* [Objetivo 1]
De acordo com o texto sobre sanduíches, que vantagem o cachorro quente prensado tinha sobre os tradicionais? Responda em uma ou duas frases.

* [Bloco de texto]
··········

Eu sou um fanático por sanduíches. Por todos os tipos de sanduíches. As minhas primeiras experiências foram com os sanduíches de mortadela que comíamos em padarias de beira de estrada quando viaja na boleia de caminhão com o meu pai. Eram magníficos e ainda continuam apreciáveis ao meu paladar.

Na adolescência eu fui expectador de um grande momento na vida gastronômica de Maringá. A chegada dos trailers e carrinhos de cachorros-quentes ainda na década de 1970. Ofertando cachorros-quentes, ocuparam pontos estratégicos na cidade e batizaram o sanduíche de “Cachorrão”. Até hoje este nome é popular na cidade e eu fui surpreendido em outras cidades quando pedia aos atendentes um “cachorrão”. Alguns deduziam que era o cachorro quente, para outros eu precisei refazer o pedido… A cidade, no entanto, foi berço de uma novidade importante: o cachorro quente prensado, com sublimes vantagens de manter-se firme a cada mordida, enquanto os tradicionais sempre ameaçavam a tragédia de se derramarem sobre a roupa do comedor apressado. O termo “Cachorrão” ganhou outra variação, o “Dogão”, que inclusive tornou-se a mascote do time de futebol da cidade, o Maringá Futebol Clube.

··········

* [Objetivo 2]
Reúna todas as linhas dos registros em que aparece a palavra "fence".

* [Registros de dados]
··········

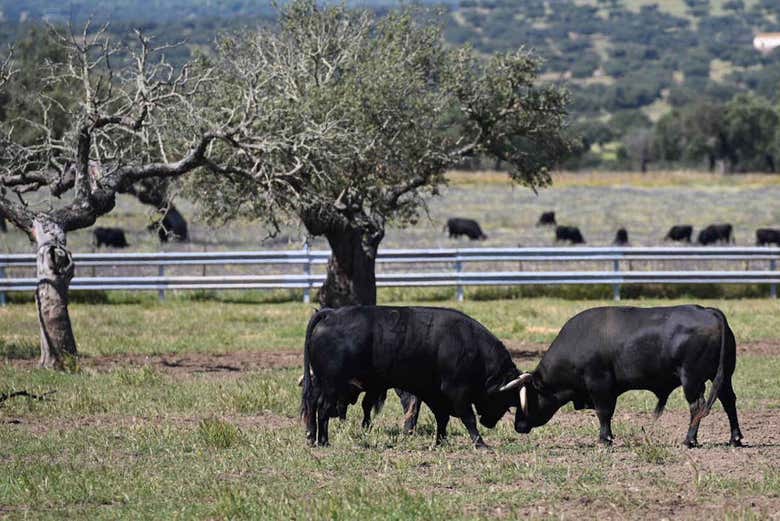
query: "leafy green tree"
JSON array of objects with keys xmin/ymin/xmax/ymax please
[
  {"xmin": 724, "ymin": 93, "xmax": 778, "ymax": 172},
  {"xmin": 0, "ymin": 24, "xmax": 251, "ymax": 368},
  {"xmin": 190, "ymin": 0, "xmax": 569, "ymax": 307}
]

··········

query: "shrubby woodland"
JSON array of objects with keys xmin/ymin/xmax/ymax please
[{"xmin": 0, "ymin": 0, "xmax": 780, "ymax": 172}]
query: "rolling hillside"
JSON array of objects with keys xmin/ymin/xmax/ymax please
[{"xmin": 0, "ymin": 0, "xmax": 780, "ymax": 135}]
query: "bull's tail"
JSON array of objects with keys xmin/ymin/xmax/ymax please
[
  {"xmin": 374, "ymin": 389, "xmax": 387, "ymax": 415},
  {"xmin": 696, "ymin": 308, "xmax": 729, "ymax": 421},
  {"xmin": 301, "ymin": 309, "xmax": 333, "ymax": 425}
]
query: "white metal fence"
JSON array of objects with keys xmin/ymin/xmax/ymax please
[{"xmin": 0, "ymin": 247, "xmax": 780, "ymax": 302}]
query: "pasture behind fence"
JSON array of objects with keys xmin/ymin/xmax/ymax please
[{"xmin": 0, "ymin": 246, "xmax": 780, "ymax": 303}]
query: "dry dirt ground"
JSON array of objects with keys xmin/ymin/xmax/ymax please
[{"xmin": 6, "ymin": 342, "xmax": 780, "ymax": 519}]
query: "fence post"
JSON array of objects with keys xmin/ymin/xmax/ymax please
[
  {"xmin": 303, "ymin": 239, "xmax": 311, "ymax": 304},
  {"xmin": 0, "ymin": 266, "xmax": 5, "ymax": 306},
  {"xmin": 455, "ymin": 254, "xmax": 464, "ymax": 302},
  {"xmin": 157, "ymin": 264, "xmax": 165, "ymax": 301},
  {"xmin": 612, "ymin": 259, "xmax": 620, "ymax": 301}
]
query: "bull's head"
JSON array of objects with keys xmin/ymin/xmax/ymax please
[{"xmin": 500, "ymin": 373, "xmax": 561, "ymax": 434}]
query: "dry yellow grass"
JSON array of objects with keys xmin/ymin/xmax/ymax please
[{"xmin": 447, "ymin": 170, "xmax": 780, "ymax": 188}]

··········

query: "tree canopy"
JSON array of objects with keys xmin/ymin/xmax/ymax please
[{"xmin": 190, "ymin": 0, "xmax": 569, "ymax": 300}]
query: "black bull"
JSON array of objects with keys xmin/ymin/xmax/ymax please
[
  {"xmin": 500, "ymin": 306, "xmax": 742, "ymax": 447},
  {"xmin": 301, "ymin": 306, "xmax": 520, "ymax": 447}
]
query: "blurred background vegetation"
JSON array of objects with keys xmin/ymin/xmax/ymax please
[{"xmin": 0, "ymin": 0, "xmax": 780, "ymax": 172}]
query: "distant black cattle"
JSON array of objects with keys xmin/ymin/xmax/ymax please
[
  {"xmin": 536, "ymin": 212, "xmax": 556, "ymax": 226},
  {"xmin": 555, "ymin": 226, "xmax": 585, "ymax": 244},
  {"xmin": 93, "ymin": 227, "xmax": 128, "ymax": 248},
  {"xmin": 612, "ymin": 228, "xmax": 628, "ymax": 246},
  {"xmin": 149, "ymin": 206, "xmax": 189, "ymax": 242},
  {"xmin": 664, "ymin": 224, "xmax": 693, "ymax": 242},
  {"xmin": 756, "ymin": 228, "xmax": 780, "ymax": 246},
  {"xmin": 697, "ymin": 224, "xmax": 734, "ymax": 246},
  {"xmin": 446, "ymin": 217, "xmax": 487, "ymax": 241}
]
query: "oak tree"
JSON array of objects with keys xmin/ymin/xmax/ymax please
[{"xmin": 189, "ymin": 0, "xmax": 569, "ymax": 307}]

··········

* [Resposta correta 1]
O cachorro quente prensado se mantinha firme a cada mordida. Os tradicionais sempre ameaçavam se derramar sobre a roupa do comedor apressado.

* [Resposta correta 2]
query: "white metal fence"
query: "pasture behind fence"
query: "fence post"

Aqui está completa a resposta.